WHAT YOU ARE ASKED TO DO – Copy out the lines below word for word, from the line with "Reviewer note: verify that every instance of the man's face" up to and including the line with "[[233, 128]]". Leave out every line before and after them.
....................
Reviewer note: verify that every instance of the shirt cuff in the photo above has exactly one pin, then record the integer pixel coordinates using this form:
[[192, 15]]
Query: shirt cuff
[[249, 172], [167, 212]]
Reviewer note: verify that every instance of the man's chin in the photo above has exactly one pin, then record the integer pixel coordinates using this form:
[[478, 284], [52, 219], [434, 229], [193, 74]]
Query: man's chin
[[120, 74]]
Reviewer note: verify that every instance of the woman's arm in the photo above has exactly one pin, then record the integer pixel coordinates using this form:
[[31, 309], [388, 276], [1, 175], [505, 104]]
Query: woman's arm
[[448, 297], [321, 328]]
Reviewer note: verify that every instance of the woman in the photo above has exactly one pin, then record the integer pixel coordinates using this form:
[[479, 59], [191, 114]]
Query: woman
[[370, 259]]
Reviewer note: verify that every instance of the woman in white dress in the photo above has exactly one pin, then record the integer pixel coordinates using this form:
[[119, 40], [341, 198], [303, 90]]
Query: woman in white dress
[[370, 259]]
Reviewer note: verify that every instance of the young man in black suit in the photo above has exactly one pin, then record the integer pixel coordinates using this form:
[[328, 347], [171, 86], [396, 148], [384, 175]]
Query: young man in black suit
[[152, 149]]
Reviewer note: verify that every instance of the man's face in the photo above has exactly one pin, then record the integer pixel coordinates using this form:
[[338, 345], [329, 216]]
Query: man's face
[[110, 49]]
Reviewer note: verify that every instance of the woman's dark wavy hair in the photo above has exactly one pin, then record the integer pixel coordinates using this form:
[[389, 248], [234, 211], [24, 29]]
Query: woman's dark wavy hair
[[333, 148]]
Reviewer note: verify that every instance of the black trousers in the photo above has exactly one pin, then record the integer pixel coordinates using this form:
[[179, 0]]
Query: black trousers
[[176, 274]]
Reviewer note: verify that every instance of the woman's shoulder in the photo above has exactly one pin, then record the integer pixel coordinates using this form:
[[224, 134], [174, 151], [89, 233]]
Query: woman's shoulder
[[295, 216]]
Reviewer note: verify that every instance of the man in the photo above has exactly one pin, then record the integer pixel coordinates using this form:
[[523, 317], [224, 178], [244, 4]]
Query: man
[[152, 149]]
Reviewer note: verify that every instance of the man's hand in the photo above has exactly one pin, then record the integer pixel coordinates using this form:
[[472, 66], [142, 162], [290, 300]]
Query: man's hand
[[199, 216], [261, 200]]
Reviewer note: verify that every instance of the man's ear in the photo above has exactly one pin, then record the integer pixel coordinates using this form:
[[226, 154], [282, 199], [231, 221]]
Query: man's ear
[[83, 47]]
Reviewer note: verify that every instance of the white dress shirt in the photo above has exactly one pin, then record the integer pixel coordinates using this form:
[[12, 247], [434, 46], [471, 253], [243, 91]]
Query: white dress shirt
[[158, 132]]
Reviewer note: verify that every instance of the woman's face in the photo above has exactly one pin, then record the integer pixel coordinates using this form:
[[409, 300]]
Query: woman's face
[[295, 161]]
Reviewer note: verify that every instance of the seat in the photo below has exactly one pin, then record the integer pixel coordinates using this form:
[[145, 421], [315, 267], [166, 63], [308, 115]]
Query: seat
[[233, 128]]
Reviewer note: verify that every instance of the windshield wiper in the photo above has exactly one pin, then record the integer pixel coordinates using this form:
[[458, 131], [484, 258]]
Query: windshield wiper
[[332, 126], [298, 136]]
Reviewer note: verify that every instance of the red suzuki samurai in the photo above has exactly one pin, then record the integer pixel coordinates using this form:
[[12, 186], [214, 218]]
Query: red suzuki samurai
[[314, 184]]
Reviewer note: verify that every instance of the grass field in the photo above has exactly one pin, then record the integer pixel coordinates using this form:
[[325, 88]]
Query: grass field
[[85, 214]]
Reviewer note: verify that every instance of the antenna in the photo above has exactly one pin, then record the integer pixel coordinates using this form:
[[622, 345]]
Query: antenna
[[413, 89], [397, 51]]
....................
RESULT BELOW –
Reviewer note: verify that every instance of the man's face in the photo above has exactly one pin, then record the integer pixel coordinates using this form:
[[338, 345], [329, 216]]
Query: man's face
[[110, 49]]
Reviewer note: verify that every instance of the woman's dark wavy hair in the photo above has exactly one pin, then record the integer pixel coordinates using this form:
[[389, 248], [234, 211], [24, 29]]
Query: woman's dark wavy hair
[[333, 148]]
Reviewer note: verify that every instance of the black trousers in the photo above has exactly one pin, then record the integer pixel coordinates using this form:
[[179, 0]]
Query: black trousers
[[176, 274]]
Reviewer note: verify that every instance of the woman's shoulder in the photo above has exactly one pin, then record the integer pixel coordinates using this form:
[[224, 134], [174, 151], [89, 233]]
Query: woman's shoulder
[[295, 216]]
Reviewer note: verify that every instance of the man in the photo above has exactly one pin, then record the integer pixel coordinates using this form:
[[523, 317], [224, 178], [244, 4]]
Query: man
[[152, 149]]
Reviewer note: verify that every instance of the man's hand in the photo above has exactly one pin, then record the integer pixel coordinates using this form:
[[472, 66], [142, 162], [290, 300]]
Query: man's hand
[[199, 216], [261, 200]]
Reviewer note: verify that every instance of the man's ear in the photo above has exactly one pin, then record the integer pixel coordinates using this form:
[[226, 154], [282, 199], [231, 221]]
Query: man's ear
[[83, 47]]
Reviewer note: verify that every instance of the white dress shirt in the photo above has exactly one pin, then record the integer pixel coordinates using this form:
[[12, 247], [434, 46], [471, 253], [243, 91]]
Query: white dress shirt
[[158, 132]]
Reviewer note: verify that every instance of the woman's face in the photo above has exactly one pin, then record the integer pixel coordinates using this form:
[[409, 300]]
Query: woman's face
[[295, 161]]
Reviewer note: verify that every instance of the seat in the photo below has exactly one pin, then record the integer pixel coordinates using this form:
[[145, 421], [315, 267], [166, 63], [308, 115]]
Query: seat
[[233, 128]]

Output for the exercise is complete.